■ **Problem to solve**
Answer these questions using the article about the Kidwells below:
1. In which subdivision do the Kidwells live?
2. At what time did the neighbors gather to spread the mulch?
3. What material did Roger Kidwell use to build the goal posts?

■ **Source document**

>>>

Advertising companies have tried for years to paint clients ranging from insurance companies to pharmacies as good neighbors. They know we all have a warm and fuzzy image of what a good neighbor is and that we'd all like to have one.

They also know most of us think that kind of relationship disappeared with the advent of automatic garage door openers, ending that brief moment of interaction with people as we walked from the driveway into our homes.

Somebody forgot, however, to tell Roger and Katheryn ”Kibby“ Kidwell that those days are gone.

Families living along one street in the Copperfield subdivision in south Lexington know the Kidwells have reinvented the good neighbor policy, and they are eternally grateful for it.

Claire Hundley, who lives next door, said Kibby Kidwell, knowing a neighbor with back problems had had a load of mulch delivered, organized six or seven neighbors, who gathered at 7 a.m. and dressed his beds in about an hour.

Carolyn Duncan, who lives across the street, said the Kidwells dress up for Halloween for the children and have the best-decorated house at Christmas.

Heather Ferguson, who also lives across the street, said Roger Kidwell, 73, built goal posts out of PVC pipe for a miniature football field her son Clay has in her backyard.

<<<

■ **Dataset excerpt**
>>>

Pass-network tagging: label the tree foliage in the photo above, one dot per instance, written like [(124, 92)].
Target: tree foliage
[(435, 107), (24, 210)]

<<<

■ **Response to this exercise**
1. The Copperfield subdivision in south Lexington.
2. 7 a.m.
3. PVC pipe.